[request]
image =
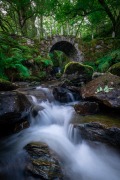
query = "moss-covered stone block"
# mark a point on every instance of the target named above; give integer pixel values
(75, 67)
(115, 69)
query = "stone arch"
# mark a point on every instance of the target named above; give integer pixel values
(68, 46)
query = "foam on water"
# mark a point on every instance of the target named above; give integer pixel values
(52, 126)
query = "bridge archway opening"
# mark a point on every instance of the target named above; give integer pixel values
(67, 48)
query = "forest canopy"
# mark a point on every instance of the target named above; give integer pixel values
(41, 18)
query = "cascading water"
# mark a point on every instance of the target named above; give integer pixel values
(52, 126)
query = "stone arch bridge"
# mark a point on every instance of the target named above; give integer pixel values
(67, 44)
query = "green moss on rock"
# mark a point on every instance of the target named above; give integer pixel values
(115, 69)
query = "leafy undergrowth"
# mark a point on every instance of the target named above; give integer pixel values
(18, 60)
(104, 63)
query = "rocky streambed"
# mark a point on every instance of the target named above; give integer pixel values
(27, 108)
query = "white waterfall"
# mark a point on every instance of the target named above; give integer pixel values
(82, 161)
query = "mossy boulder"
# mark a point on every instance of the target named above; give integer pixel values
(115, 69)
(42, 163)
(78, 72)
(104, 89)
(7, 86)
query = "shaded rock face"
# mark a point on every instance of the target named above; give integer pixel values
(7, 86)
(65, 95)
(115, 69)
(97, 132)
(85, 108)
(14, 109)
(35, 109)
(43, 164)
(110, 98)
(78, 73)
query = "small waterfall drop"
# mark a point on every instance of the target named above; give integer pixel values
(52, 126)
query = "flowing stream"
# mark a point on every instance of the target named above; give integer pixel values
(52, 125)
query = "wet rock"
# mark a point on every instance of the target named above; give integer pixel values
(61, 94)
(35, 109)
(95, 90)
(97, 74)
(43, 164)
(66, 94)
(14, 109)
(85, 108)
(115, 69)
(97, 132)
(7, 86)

········

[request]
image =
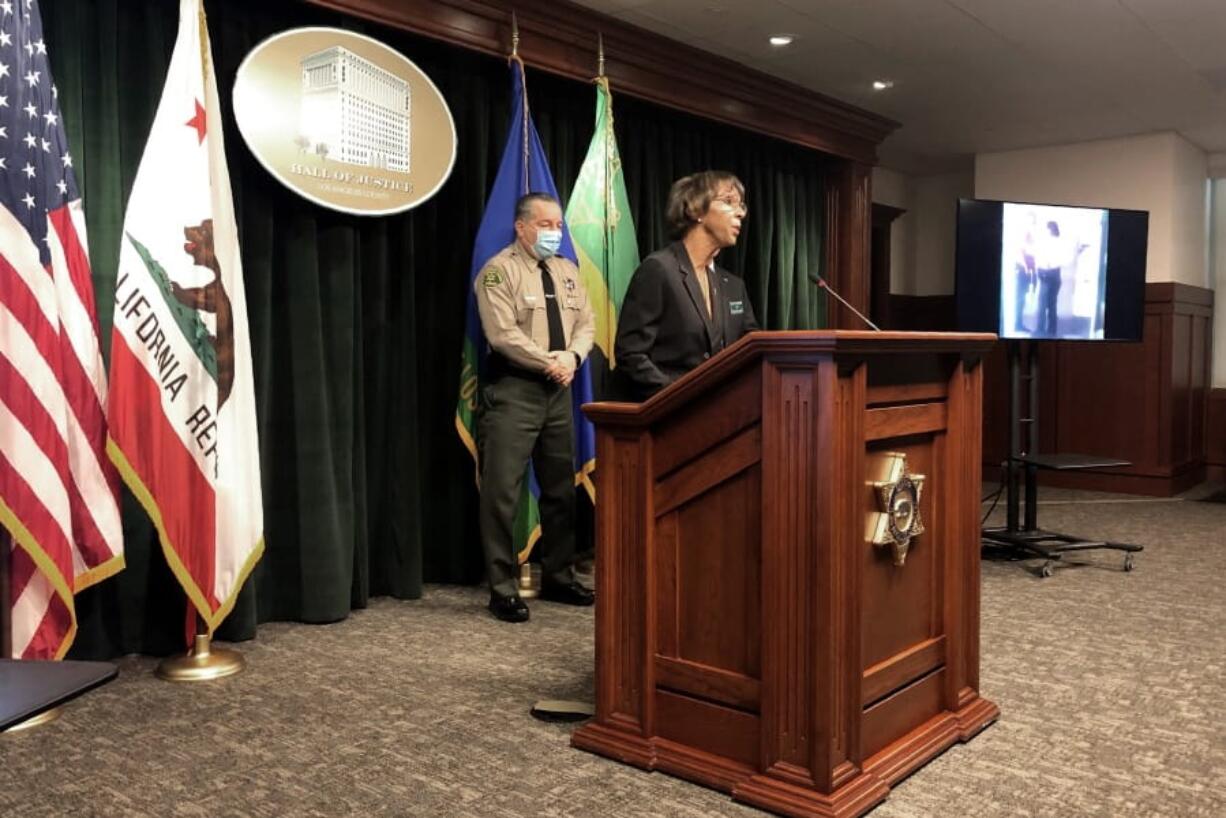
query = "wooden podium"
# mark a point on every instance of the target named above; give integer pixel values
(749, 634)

········

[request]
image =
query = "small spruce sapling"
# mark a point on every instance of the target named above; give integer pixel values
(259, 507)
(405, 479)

········

Task instructions: Show every line of the records that contains the word "stone".

Full output:
query = "moss-covered stone block"
query = "stone arch"
query = "stone arch bridge"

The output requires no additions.